# [Dataset records]
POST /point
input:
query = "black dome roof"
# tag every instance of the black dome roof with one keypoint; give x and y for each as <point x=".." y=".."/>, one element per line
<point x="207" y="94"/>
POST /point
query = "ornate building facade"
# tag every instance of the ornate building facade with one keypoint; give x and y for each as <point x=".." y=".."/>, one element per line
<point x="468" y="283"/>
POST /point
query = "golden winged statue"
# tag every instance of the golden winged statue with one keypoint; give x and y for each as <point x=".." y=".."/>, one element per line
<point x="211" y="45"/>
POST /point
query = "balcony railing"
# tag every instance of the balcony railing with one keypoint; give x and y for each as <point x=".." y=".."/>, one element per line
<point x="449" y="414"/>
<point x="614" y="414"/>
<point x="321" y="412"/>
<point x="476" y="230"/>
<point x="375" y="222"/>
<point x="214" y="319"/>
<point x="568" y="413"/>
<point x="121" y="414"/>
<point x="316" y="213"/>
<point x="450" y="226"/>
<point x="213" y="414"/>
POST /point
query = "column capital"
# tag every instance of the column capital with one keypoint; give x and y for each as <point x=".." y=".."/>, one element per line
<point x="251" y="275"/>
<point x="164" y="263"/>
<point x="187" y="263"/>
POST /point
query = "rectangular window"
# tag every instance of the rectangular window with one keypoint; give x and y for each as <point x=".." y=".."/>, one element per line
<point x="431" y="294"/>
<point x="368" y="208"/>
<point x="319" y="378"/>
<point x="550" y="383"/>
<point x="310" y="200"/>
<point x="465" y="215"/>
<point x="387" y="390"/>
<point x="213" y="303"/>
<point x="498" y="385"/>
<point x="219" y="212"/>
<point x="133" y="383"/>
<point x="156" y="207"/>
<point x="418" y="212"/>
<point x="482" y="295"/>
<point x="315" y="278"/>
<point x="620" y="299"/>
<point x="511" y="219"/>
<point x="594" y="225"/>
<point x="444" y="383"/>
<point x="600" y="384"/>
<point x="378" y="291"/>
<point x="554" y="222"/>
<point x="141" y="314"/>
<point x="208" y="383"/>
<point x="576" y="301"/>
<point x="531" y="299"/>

# [Goal of the exercise]
Exactly reproduce all of the entries above.

# [Result for this task]
POST /point
input:
query = "black dome roof"
# tag every instance of the black dome roof with one keypoint; give x and y for each as <point x=".." y=".."/>, one element per line
<point x="207" y="94"/>
POST /point
query = "ornate building facade"
# tag every instance of the ornate building facade with one keypoint; give x and y for each as <point x=".." y=".."/>, one element per line
<point x="468" y="283"/>
POST /point
query = "golden winged statue"
# tag every instance of the golden winged statue with one keypoint; give x and y for each as <point x=".." y=".."/>, one element per line
<point x="211" y="45"/>
POST /point
query = "balcony railing"
# tag every instance of the balcony railing with one keypoint; give x and y for each as <point x=".." y=".."/>, one element per line
<point x="449" y="414"/>
<point x="614" y="414"/>
<point x="321" y="412"/>
<point x="476" y="230"/>
<point x="375" y="222"/>
<point x="214" y="319"/>
<point x="568" y="413"/>
<point x="121" y="414"/>
<point x="316" y="213"/>
<point x="450" y="226"/>
<point x="213" y="414"/>
POST /point
query = "column capital"
# tag every instance of the column capital with one keypoint; give x and y for each as <point x=".." y=".."/>, one element per line
<point x="251" y="275"/>
<point x="164" y="263"/>
<point x="187" y="263"/>
POST /point
query = "rectangular window"
# tag every instance of the rectangular window with one keypoint; give x and y for each as <point x=".." y=".."/>, one element per line
<point x="431" y="294"/>
<point x="368" y="208"/>
<point x="319" y="378"/>
<point x="550" y="383"/>
<point x="310" y="200"/>
<point x="465" y="215"/>
<point x="387" y="390"/>
<point x="213" y="303"/>
<point x="498" y="385"/>
<point x="219" y="212"/>
<point x="133" y="383"/>
<point x="156" y="207"/>
<point x="418" y="212"/>
<point x="482" y="295"/>
<point x="315" y="278"/>
<point x="620" y="299"/>
<point x="511" y="219"/>
<point x="594" y="225"/>
<point x="444" y="383"/>
<point x="600" y="384"/>
<point x="378" y="291"/>
<point x="554" y="222"/>
<point x="141" y="314"/>
<point x="208" y="383"/>
<point x="576" y="301"/>
<point x="531" y="299"/>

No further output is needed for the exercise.